Quote the whole listing word for word, please.

#### Records

____________

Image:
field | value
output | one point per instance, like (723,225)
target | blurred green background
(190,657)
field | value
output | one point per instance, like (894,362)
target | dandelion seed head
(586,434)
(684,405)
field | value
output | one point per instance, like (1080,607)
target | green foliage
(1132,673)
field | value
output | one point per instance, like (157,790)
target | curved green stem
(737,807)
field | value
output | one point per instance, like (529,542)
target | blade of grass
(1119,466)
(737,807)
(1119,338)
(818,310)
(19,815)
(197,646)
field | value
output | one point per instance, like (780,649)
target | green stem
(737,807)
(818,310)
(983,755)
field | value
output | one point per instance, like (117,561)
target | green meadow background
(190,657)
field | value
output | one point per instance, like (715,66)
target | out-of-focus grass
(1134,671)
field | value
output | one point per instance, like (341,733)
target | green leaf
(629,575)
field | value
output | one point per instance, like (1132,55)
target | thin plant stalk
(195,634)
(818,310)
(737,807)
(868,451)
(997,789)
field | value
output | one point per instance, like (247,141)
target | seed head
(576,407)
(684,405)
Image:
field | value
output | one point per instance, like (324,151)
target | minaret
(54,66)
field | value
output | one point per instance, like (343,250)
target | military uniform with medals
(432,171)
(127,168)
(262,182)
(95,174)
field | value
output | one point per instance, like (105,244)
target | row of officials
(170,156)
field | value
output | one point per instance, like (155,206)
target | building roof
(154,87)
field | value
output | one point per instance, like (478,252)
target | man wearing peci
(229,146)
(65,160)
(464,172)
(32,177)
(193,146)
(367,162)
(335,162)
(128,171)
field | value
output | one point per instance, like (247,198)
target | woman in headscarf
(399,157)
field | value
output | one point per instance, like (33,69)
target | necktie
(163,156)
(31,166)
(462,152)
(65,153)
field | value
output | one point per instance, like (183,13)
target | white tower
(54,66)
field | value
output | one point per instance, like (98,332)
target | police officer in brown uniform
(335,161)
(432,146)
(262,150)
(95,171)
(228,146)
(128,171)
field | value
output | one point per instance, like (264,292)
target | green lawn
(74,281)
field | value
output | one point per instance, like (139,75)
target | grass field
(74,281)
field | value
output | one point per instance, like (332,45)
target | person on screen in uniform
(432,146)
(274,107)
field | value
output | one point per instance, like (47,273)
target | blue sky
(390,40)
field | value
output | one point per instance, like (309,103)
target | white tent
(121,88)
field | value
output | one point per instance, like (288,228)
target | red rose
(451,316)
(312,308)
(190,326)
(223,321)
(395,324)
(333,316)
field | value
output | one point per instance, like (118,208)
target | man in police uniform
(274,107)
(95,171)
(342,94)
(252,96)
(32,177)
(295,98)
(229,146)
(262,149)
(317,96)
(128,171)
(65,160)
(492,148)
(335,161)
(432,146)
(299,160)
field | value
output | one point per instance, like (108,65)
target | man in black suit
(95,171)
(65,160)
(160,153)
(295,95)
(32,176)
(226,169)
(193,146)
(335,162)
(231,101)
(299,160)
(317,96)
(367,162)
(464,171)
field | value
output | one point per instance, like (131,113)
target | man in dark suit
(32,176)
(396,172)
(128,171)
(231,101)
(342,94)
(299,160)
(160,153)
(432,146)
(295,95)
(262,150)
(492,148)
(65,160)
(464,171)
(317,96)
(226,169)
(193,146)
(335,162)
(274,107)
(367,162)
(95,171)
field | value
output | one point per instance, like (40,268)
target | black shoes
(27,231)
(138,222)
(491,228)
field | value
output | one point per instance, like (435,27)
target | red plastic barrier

____________

#### WRITTEN ANSWER
Image:
field | value
output | one point per instance, like (723,225)
target | blurred green background
(190,657)
field | value
output | one point per instance, like (894,362)
target | dandelion seed head
(586,434)
(684,405)
field | value
output | one point per instance, like (1080,607)
target | green foliage
(1132,673)
field | value
output | one point per instance, like (157,790)
target | curved green stem
(737,807)
field | value
output | one point per instance, like (529,542)
target | blade of grass
(1119,466)
(737,807)
(1119,338)
(818,310)
(19,815)
(197,646)
field | value
output | one point per instance, like (780,649)
target | green stem
(737,807)
(818,310)
(983,755)
field | value
output | one point per instance, like (117,561)
target | green meadow background
(190,657)
field | value
output | one point per instance, like (715,66)
target | out-of-focus grass
(1134,671)
field | value
output | one point per instance, like (341,733)
target | green leaf
(629,575)
field | value
output | one point per instance, like (1132,55)
target | thin plant stalk
(195,634)
(818,310)
(737,807)
(868,451)
(997,789)
field | value
output | one point per instance, like (247,141)
target | seed head
(576,407)
(684,405)
Image:
field | value
output | one point per instance, like (324,151)
target | minaret
(54,66)
field | value
output | one point per instance, like (343,250)
target | military uniform with medals
(432,171)
(127,168)
(262,182)
(95,174)
field | value
output | one point per instance, like (105,244)
target | row of officials
(170,156)
field | value
output | one point per instance, like (155,206)
target | building roof
(154,87)
field | value
output | one point per instance, like (478,252)
target | man wearing peci
(229,146)
(65,160)
(464,172)
(32,177)
(193,146)
(367,162)
(335,162)
(128,171)
field | value
output | one point per instance, like (247,198)
target | woman in headscarf
(399,157)
field | value
output | one point per instance, like (33,69)
target | necktie
(163,156)
(31,166)
(462,152)
(65,153)
field | value
output | one point per instance, like (183,13)
target | white tower
(54,66)
field | value
output | one point per instance, like (98,332)
target | police officer in brown uniform
(335,161)
(432,146)
(262,150)
(95,171)
(228,146)
(128,171)
field | value
output | one point per instance, like (264,292)
target | green lawn
(74,281)
field | value
output | one point per instance, like (139,75)
target | grass field
(74,281)
field | value
output | one point per instance, like (332,45)
target | person on screen in uniform
(432,146)
(274,107)
field | value
output | one point per instance, like (47,273)
target | blue sky
(390,40)
field | value
output | one point per instance, like (309,103)
target | white tent
(121,88)
field | value
output | one point per instance, like (288,228)
target | red rose
(451,316)
(312,308)
(190,326)
(223,321)
(395,324)
(333,316)
field | value
output | one point per instance, like (118,208)
target | man in police uniform
(274,107)
(95,171)
(342,94)
(252,96)
(32,177)
(295,98)
(229,146)
(262,149)
(317,96)
(128,171)
(65,160)
(492,148)
(335,161)
(432,146)
(299,160)
field | value
output | one point per instance, like (108,65)
target | man in black suit
(95,171)
(65,160)
(160,153)
(295,95)
(32,176)
(226,169)
(193,146)
(335,162)
(231,101)
(299,160)
(317,96)
(367,162)
(464,171)
field | value
output | one point per instance, like (131,113)
target | man in dark suit
(32,176)
(396,172)
(128,171)
(231,101)
(342,94)
(299,160)
(160,153)
(432,146)
(295,95)
(262,150)
(492,148)
(65,160)
(464,171)
(317,96)
(226,169)
(193,146)
(335,162)
(274,107)
(367,162)
(95,171)
field | value
output | one point per instance, like (40,268)
target | black shoes
(27,231)
(138,222)
(491,228)
field | value
output | one point per instance, like (435,27)
target | red plastic barrier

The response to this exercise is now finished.